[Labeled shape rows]
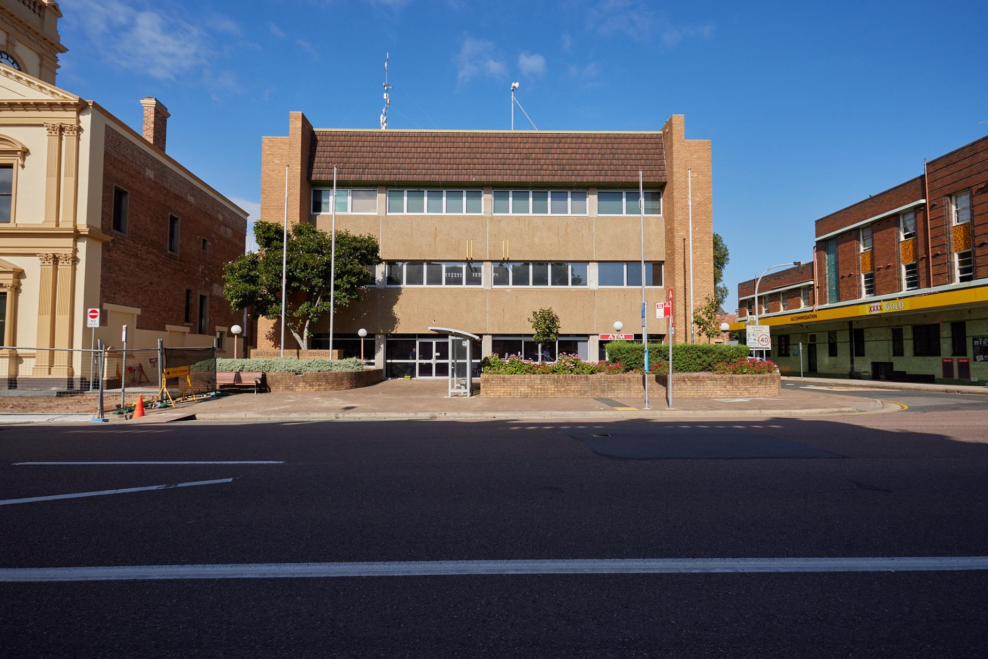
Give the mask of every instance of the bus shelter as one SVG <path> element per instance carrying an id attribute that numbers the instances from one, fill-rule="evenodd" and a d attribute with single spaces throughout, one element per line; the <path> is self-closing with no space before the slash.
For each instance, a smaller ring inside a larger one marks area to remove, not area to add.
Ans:
<path id="1" fill-rule="evenodd" d="M 430 327 L 430 331 L 447 335 L 450 342 L 450 396 L 470 396 L 473 394 L 473 342 L 480 341 L 476 334 L 449 327 Z"/>

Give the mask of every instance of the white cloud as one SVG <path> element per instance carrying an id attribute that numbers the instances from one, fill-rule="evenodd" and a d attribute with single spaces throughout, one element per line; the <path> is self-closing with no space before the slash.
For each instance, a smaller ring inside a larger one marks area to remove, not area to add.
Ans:
<path id="1" fill-rule="evenodd" d="M 104 60 L 157 80 L 182 77 L 212 87 L 235 88 L 233 74 L 219 70 L 220 48 L 213 36 L 239 35 L 232 20 L 213 16 L 199 24 L 144 2 L 76 0 L 65 13 Z M 208 26 L 204 28 L 202 26 Z"/>
<path id="2" fill-rule="evenodd" d="M 462 85 L 477 75 L 503 78 L 508 75 L 493 41 L 467 37 L 456 53 L 456 84 Z"/>
<path id="3" fill-rule="evenodd" d="M 257 241 L 254 240 L 254 222 L 256 222 L 261 217 L 261 203 L 252 202 L 246 199 L 240 199 L 239 197 L 230 197 L 228 199 L 250 213 L 250 216 L 247 218 L 246 251 L 256 252 L 258 248 L 257 248 Z"/>
<path id="4" fill-rule="evenodd" d="M 545 73 L 545 57 L 537 52 L 529 54 L 527 51 L 518 55 L 518 68 L 524 75 L 540 76 Z"/>

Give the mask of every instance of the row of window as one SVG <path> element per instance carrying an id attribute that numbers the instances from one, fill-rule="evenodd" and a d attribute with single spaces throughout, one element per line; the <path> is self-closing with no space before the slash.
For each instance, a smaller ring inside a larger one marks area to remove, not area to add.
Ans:
<path id="1" fill-rule="evenodd" d="M 586 215 L 585 190 L 495 190 L 493 212 L 496 215 Z M 405 215 L 479 215 L 483 213 L 483 191 L 480 190 L 388 190 L 387 213 Z M 646 191 L 639 210 L 638 191 L 606 190 L 597 193 L 597 214 L 662 214 L 662 193 Z M 312 191 L 312 212 L 333 211 L 333 191 Z M 377 191 L 337 188 L 336 212 L 376 214 Z"/>
<path id="2" fill-rule="evenodd" d="M 585 287 L 587 263 L 517 261 L 491 264 L 495 287 Z M 662 263 L 645 263 L 645 286 L 662 286 Z M 597 264 L 598 286 L 640 287 L 641 263 Z M 389 261 L 385 264 L 389 287 L 482 286 L 483 268 L 477 262 Z M 371 283 L 372 286 L 372 283 Z"/>

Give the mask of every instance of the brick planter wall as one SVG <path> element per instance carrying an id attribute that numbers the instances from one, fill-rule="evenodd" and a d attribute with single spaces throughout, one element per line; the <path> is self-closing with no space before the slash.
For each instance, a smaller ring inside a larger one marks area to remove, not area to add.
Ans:
<path id="1" fill-rule="evenodd" d="M 665 396 L 666 375 L 652 375 L 649 393 Z M 678 398 L 764 398 L 778 396 L 779 373 L 721 375 L 674 373 L 673 396 Z M 490 398 L 642 398 L 644 378 L 638 373 L 618 375 L 480 375 L 480 395 Z"/>
<path id="2" fill-rule="evenodd" d="M 288 354 L 288 351 L 285 351 Z M 341 372 L 271 373 L 264 374 L 272 391 L 339 391 L 370 386 L 384 379 L 383 369 L 346 371 Z"/>

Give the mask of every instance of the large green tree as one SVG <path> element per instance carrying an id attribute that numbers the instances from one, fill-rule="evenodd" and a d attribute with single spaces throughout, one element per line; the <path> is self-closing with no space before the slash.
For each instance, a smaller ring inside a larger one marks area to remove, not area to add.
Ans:
<path id="1" fill-rule="evenodd" d="M 719 233 L 713 234 L 713 296 L 717 301 L 717 308 L 723 305 L 727 299 L 727 287 L 724 286 L 724 268 L 731 260 L 727 253 L 727 243 Z"/>
<path id="2" fill-rule="evenodd" d="M 282 315 L 283 227 L 276 222 L 254 224 L 258 251 L 226 264 L 223 295 L 237 310 L 253 307 L 255 316 Z M 311 329 L 329 312 L 331 237 L 312 224 L 300 222 L 288 231 L 286 281 L 286 325 L 302 348 Z M 370 235 L 336 232 L 336 309 L 359 299 L 380 263 L 377 239 Z"/>

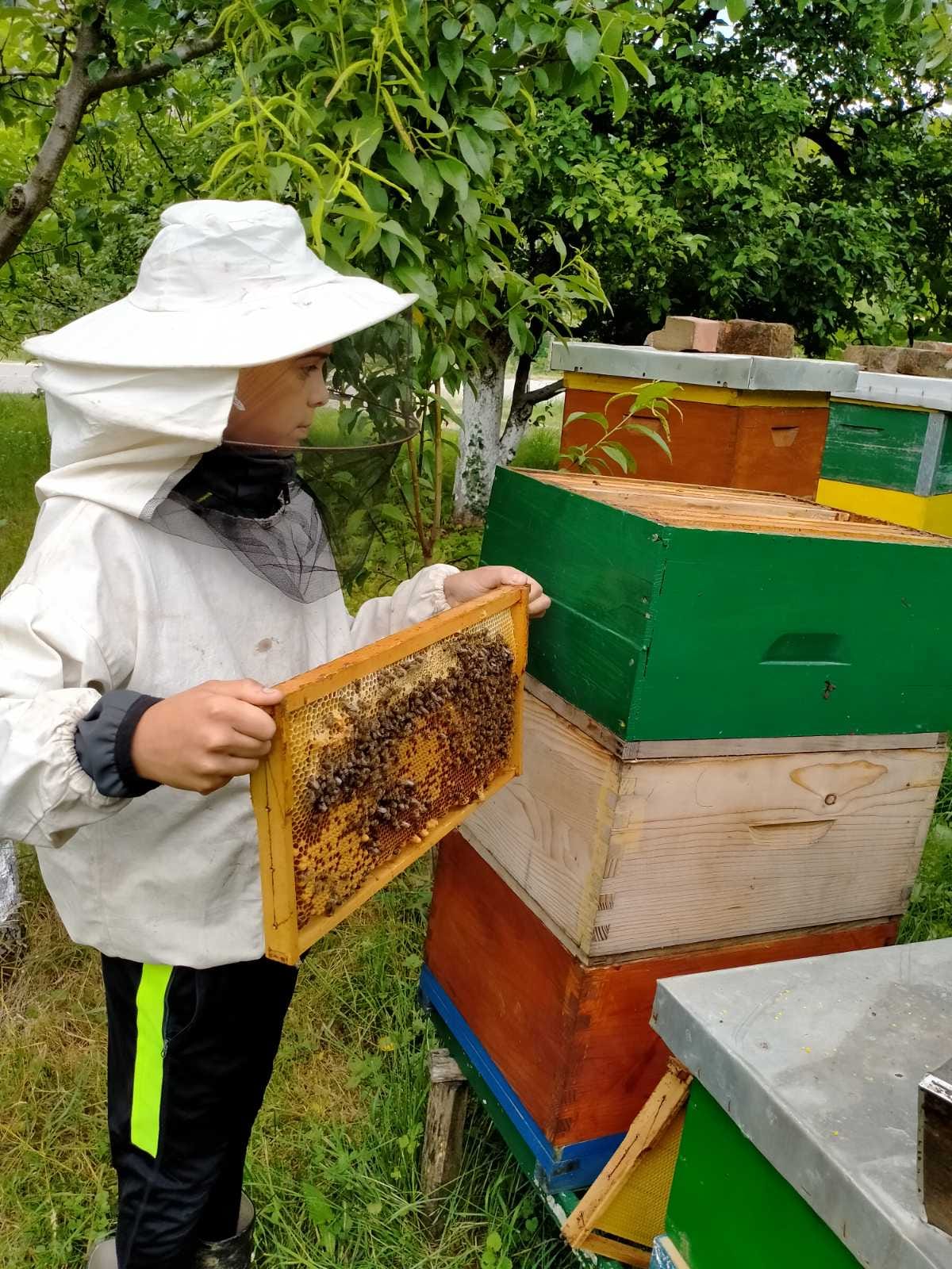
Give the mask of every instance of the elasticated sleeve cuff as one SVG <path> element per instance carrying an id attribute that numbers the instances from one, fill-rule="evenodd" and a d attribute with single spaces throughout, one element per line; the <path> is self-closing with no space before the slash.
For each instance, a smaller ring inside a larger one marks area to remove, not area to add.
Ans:
<path id="1" fill-rule="evenodd" d="M 140 718 L 160 697 L 121 688 L 105 692 L 76 727 L 76 758 L 105 797 L 141 797 L 156 788 L 132 765 L 132 735 Z"/>

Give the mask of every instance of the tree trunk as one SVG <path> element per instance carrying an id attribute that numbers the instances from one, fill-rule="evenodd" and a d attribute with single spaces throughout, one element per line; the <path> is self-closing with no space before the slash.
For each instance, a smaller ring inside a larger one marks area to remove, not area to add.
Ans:
<path id="1" fill-rule="evenodd" d="M 496 463 L 501 462 L 505 362 L 512 348 L 506 331 L 487 339 L 489 359 L 475 382 L 463 388 L 459 456 L 453 481 L 453 513 L 472 523 L 486 514 Z"/>
<path id="2" fill-rule="evenodd" d="M 499 462 L 508 467 L 519 448 L 519 442 L 526 435 L 532 423 L 532 412 L 543 401 L 551 401 L 565 391 L 562 379 L 546 383 L 545 387 L 529 392 L 529 372 L 532 369 L 532 357 L 523 353 L 515 369 L 515 382 L 513 385 L 513 400 L 509 404 L 509 418 L 503 429 L 503 439 L 499 445 Z"/>
<path id="3" fill-rule="evenodd" d="M 72 49 L 72 63 L 66 82 L 53 98 L 55 112 L 50 131 L 39 148 L 33 170 L 22 185 L 11 185 L 6 203 L 0 209 L 0 265 L 6 264 L 29 227 L 48 204 L 63 164 L 70 156 L 79 135 L 83 117 L 88 108 L 104 93 L 118 88 L 132 88 L 149 80 L 162 79 L 173 65 L 184 66 L 197 57 L 206 57 L 222 47 L 222 36 L 216 33 L 192 43 L 176 44 L 170 52 L 176 62 L 164 57 L 145 62 L 142 66 L 114 66 L 93 82 L 88 75 L 89 63 L 99 56 L 104 46 L 103 27 L 105 19 L 100 14 L 91 23 L 76 27 L 76 43 Z"/>

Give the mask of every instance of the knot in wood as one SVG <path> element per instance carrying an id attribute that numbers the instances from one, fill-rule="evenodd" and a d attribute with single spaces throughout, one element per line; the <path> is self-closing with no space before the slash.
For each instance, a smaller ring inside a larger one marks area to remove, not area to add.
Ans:
<path id="1" fill-rule="evenodd" d="M 6 193 L 6 212 L 9 216 L 22 216 L 27 209 L 27 189 L 24 185 L 10 185 Z"/>

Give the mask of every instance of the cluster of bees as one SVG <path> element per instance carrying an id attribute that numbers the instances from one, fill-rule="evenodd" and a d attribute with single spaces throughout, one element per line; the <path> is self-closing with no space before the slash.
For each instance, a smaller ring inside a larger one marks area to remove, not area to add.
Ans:
<path id="1" fill-rule="evenodd" d="M 512 765 L 513 665 L 506 641 L 477 627 L 321 702 L 325 732 L 293 817 L 300 928 Z"/>

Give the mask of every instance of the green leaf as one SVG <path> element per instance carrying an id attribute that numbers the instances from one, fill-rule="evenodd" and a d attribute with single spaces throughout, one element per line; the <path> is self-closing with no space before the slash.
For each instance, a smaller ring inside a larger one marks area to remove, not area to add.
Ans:
<path id="1" fill-rule="evenodd" d="M 437 379 L 442 379 L 449 367 L 453 364 L 453 349 L 448 344 L 438 344 L 433 353 L 433 360 L 430 362 L 430 374 L 435 383 Z"/>
<path id="2" fill-rule="evenodd" d="M 466 164 L 461 164 L 458 159 L 437 159 L 437 171 L 459 198 L 466 198 L 470 192 L 470 173 Z"/>
<path id="3" fill-rule="evenodd" d="M 108 70 L 109 58 L 104 53 L 100 53 L 99 57 L 94 57 L 86 66 L 86 79 L 90 84 L 98 84 Z"/>
<path id="4" fill-rule="evenodd" d="M 383 148 L 391 168 L 400 173 L 407 185 L 415 190 L 423 189 L 426 179 L 423 175 L 423 169 L 416 156 L 411 155 L 409 150 L 404 150 L 402 146 L 395 145 L 392 141 L 387 142 Z"/>
<path id="5" fill-rule="evenodd" d="M 305 1197 L 307 1214 L 316 1226 L 327 1225 L 334 1220 L 334 1208 L 316 1185 L 311 1184 L 311 1181 L 305 1181 L 301 1187 L 301 1193 Z"/>
<path id="6" fill-rule="evenodd" d="M 357 157 L 362 164 L 368 164 L 383 137 L 383 124 L 373 114 L 362 114 L 354 123 L 350 136 L 357 146 Z"/>
<path id="7" fill-rule="evenodd" d="M 479 176 L 489 176 L 493 170 L 493 150 L 485 137 L 467 123 L 457 132 L 456 143 L 470 170 Z"/>
<path id="8" fill-rule="evenodd" d="M 623 472 L 630 472 L 636 468 L 635 459 L 628 450 L 623 449 L 621 445 L 616 445 L 613 442 L 605 440 L 598 448 L 605 458 L 612 458 L 616 463 L 618 463 Z"/>
<path id="9" fill-rule="evenodd" d="M 437 46 L 437 62 L 451 84 L 456 84 L 459 71 L 463 69 L 463 46 L 459 41 L 448 43 L 440 39 Z"/>
<path id="10" fill-rule="evenodd" d="M 459 208 L 459 214 L 470 226 L 470 228 L 473 228 L 476 225 L 479 225 L 482 209 L 480 207 L 479 198 L 472 193 L 472 190 L 467 190 L 466 195 L 462 198 L 457 197 L 456 202 L 457 207 Z"/>
<path id="11" fill-rule="evenodd" d="M 602 37 L 590 22 L 570 27 L 565 36 L 565 51 L 576 71 L 589 70 L 598 57 Z"/>
<path id="12" fill-rule="evenodd" d="M 611 57 L 600 56 L 598 61 L 604 66 L 612 84 L 612 119 L 617 123 L 628 109 L 628 81 Z"/>
<path id="13" fill-rule="evenodd" d="M 291 42 L 294 46 L 294 52 L 301 52 L 301 44 L 308 36 L 314 34 L 314 27 L 305 25 L 303 23 L 297 23 L 291 28 Z"/>
<path id="14" fill-rule="evenodd" d="M 272 198 L 281 198 L 291 180 L 291 164 L 279 162 L 268 169 L 268 189 Z"/>
<path id="15" fill-rule="evenodd" d="M 626 46 L 625 46 L 625 48 L 622 49 L 622 57 L 625 58 L 625 61 L 626 61 L 626 62 L 627 62 L 627 63 L 628 63 L 630 66 L 633 66 L 633 67 L 635 67 L 635 70 L 636 70 L 636 71 L 638 72 L 638 75 L 640 75 L 640 76 L 641 76 L 641 77 L 644 79 L 644 81 L 645 81 L 645 82 L 647 84 L 647 86 L 649 86 L 649 88 L 651 88 L 651 86 L 654 85 L 654 82 L 655 82 L 655 76 L 654 76 L 654 72 L 652 72 L 652 71 L 651 71 L 651 69 L 650 69 L 650 67 L 649 67 L 649 66 L 647 66 L 647 65 L 646 65 L 646 63 L 645 63 L 645 62 L 644 62 L 644 61 L 642 61 L 642 60 L 641 60 L 641 58 L 638 57 L 638 55 L 637 55 L 637 53 L 635 52 L 635 49 L 633 49 L 633 48 L 631 47 L 631 44 L 626 44 Z"/>
<path id="16" fill-rule="evenodd" d="M 635 431 L 641 437 L 647 437 L 650 440 L 654 440 L 656 445 L 660 445 L 660 448 L 664 449 L 665 454 L 668 454 L 668 458 L 670 459 L 671 457 L 670 445 L 664 439 L 660 431 L 655 431 L 652 428 L 647 428 L 644 423 L 626 423 L 625 430 Z M 605 447 L 603 445 L 602 448 L 604 449 Z"/>
<path id="17" fill-rule="evenodd" d="M 472 15 L 487 36 L 491 36 L 496 29 L 496 15 L 487 4 L 475 4 Z"/>
<path id="18" fill-rule="evenodd" d="M 485 132 L 504 132 L 512 127 L 508 114 L 503 114 L 501 110 L 494 110 L 490 107 L 475 105 L 468 113 L 476 127 L 482 128 Z"/>

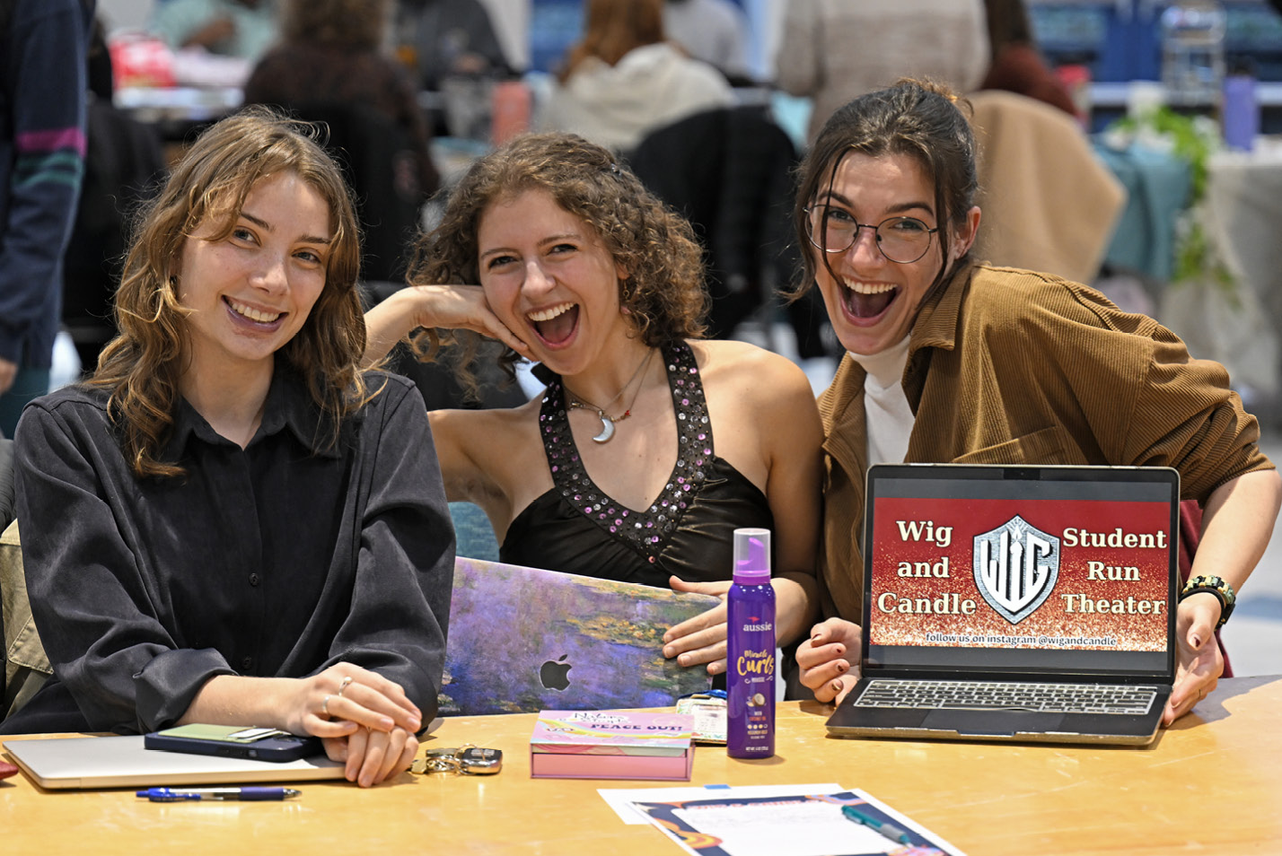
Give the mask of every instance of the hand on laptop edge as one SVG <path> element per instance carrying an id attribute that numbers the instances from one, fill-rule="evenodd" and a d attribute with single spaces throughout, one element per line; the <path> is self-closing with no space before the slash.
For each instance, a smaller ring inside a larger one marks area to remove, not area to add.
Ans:
<path id="1" fill-rule="evenodd" d="M 1219 601 L 1195 596 L 1179 604 L 1176 611 L 1176 684 L 1161 714 L 1165 728 L 1194 709 L 1215 689 L 1224 673 L 1224 655 L 1215 642 Z"/>
<path id="2" fill-rule="evenodd" d="M 679 577 L 669 577 L 668 582 L 673 591 L 715 595 L 722 602 L 668 628 L 663 634 L 663 656 L 677 657 L 683 666 L 706 663 L 710 675 L 726 671 L 726 592 L 729 591 L 729 580 L 688 583 Z"/>
<path id="3" fill-rule="evenodd" d="M 823 702 L 841 704 L 859 683 L 860 629 L 854 621 L 829 618 L 815 624 L 810 638 L 797 647 L 801 683 Z"/>

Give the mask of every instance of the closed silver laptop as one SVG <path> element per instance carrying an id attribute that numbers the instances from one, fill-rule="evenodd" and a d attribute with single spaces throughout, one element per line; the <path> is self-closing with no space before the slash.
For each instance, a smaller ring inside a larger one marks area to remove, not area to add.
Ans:
<path id="1" fill-rule="evenodd" d="M 5 739 L 4 748 L 42 788 L 123 788 L 341 779 L 324 756 L 276 764 L 142 747 L 142 736 Z"/>

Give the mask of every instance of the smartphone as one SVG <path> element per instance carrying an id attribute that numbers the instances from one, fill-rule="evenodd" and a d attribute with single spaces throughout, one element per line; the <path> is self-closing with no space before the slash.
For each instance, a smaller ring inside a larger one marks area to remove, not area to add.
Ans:
<path id="1" fill-rule="evenodd" d="M 146 748 L 222 757 L 247 757 L 258 761 L 295 761 L 320 755 L 317 737 L 297 737 L 276 728 L 244 725 L 178 725 L 151 732 L 142 738 Z"/>

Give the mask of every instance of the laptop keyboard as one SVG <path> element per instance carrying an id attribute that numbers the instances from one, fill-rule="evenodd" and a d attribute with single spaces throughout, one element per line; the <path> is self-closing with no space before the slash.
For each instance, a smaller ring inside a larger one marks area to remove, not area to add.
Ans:
<path id="1" fill-rule="evenodd" d="M 1142 715 L 1156 696 L 1151 687 L 1118 684 L 873 680 L 855 706 Z"/>

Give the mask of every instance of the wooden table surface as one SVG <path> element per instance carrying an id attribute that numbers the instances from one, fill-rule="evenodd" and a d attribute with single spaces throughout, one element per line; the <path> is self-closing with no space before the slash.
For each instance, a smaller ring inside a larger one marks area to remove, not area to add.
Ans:
<path id="1" fill-rule="evenodd" d="M 1147 748 L 835 739 L 831 706 L 778 709 L 777 755 L 699 747 L 691 784 L 863 788 L 970 856 L 1282 853 L 1282 677 L 1222 680 Z M 624 825 L 603 787 L 679 783 L 531 779 L 533 714 L 446 720 L 424 746 L 504 751 L 490 777 L 412 775 L 362 791 L 301 783 L 290 802 L 151 803 L 132 791 L 51 792 L 0 780 L 8 855 L 678 853 Z M 22 739 L 22 738 L 3 738 Z"/>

EXERCISE INSTRUCTIONS => Output the rows starting at the line containing "Give the mask of every instance of the brick" and ending at the line containing "288 354 L 288" as a two-column CSV with columns named ask and response. Give one row per ask, with its text and its answer each in a single quoted field and line breaks turned into spaces.

RESULT OF THIS EXERCISE =>
ask,response
"Give the mask of every instance of the brick planter wall as one SVG <path> element per instance carrying an id attribute that numbers the instances from one, fill-rule=""evenodd"" and a d attribute with single spaces throughout, one element per line; the <path> is self-closing with no space before the slash. For each instance, a smaller ring inside a larger one marks area to remove, not area to add. Ans:","<path id=""1"" fill-rule=""evenodd"" d=""M 665 396 L 666 375 L 652 375 L 649 393 Z M 678 398 L 764 398 L 778 396 L 779 373 L 721 375 L 674 373 L 673 396 Z M 490 398 L 642 398 L 644 378 L 638 373 L 618 375 L 480 375 L 480 395 Z""/> <path id=""2"" fill-rule=""evenodd"" d=""M 288 354 L 288 351 L 285 351 Z M 341 372 L 271 373 L 264 374 L 272 391 L 339 391 L 370 386 L 384 379 L 383 369 L 346 371 Z""/>"